> _Provided text_:
⁂
Friday, October 25, 2013

Biblical Community

How does a church become a community? How does a community become a family? These questions have challenged many pastors and church leaders. I don't pretend to know a better or more all encompassing answer than any others.  (This should decrease your confidence in me as a leader!)  However,  I do know that God's Word is very clear that Christians are expected to live in community together, to function as a spiritual family.  God chose this purpose for his people intentionally.  I also know that God is a gracious Father, a generous King always willing to provide what his people need.  Based on God's vision for the church and his gracious character,  I do have confidence that we will be given all that we need to build our church into a community, a spiritual family, envisioned by his Word and sustained by his power.  Here are a few thoughts we should have in mind as we begin this journey:

1.  Biblical Community is a gift and need, not a demand.  Salvation would be endlessly glorious without a company of fellow believers. The gift of a spiritual family should produce gratefulness. Seeing the New Testament picture of community should make us grateful, hopeful, humble, and eager, not demanding, reproachful, and resentful, whatever our current experience of community is. We don't want to be like the little child who complains that his Christmas gift isn't big enough.
⁂
> _Grounding data for natural-language objects_:
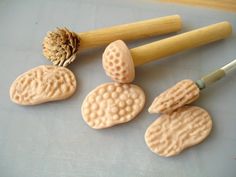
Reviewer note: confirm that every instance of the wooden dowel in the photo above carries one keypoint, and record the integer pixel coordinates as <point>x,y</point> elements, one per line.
<point>131,31</point>
<point>181,42</point>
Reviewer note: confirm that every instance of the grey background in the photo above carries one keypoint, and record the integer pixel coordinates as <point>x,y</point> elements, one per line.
<point>53,140</point>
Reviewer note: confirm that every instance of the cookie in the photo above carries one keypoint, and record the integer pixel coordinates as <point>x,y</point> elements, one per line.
<point>42,84</point>
<point>118,63</point>
<point>184,92</point>
<point>112,103</point>
<point>172,133</point>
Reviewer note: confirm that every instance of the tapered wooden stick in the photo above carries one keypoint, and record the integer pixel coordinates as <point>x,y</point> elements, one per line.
<point>130,31</point>
<point>179,43</point>
<point>62,45</point>
<point>119,61</point>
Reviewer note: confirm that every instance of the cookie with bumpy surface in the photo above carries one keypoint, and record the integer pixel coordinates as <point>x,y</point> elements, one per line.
<point>171,133</point>
<point>42,84</point>
<point>111,104</point>
<point>184,92</point>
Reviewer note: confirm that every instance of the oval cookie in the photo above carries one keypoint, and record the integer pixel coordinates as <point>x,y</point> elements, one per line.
<point>43,84</point>
<point>183,128</point>
<point>118,63</point>
<point>111,104</point>
<point>184,92</point>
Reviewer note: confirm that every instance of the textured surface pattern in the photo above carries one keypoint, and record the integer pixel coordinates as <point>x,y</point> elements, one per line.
<point>43,84</point>
<point>172,133</point>
<point>112,103</point>
<point>52,140</point>
<point>184,92</point>
<point>118,63</point>
<point>60,46</point>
⁂
> _Exercise tasks_:
A – According to the post on biblical community, what should the gift of a spiritual family produce?
B – Please transcribe the post on biblical community, starting with "1.  Biblical Community" and going on through "isn't big enough.".
You can leave the lines aside.

> _Answer section_:
A – Gratefulness.

B –
1.  Biblical Community is a gift and need, not a demand.  Salvation would be endlessly glorious without a company of fellow believers. The gift of a spiritual family should produce gratefulness. Seeing the New Testament picture of community should make us grateful, hopeful, humble, and eager, not demanding, reproachful, and resentful, whatever our current experience of community is. We don't want to be like the little child who complains that his Christmas gift isn't big enough.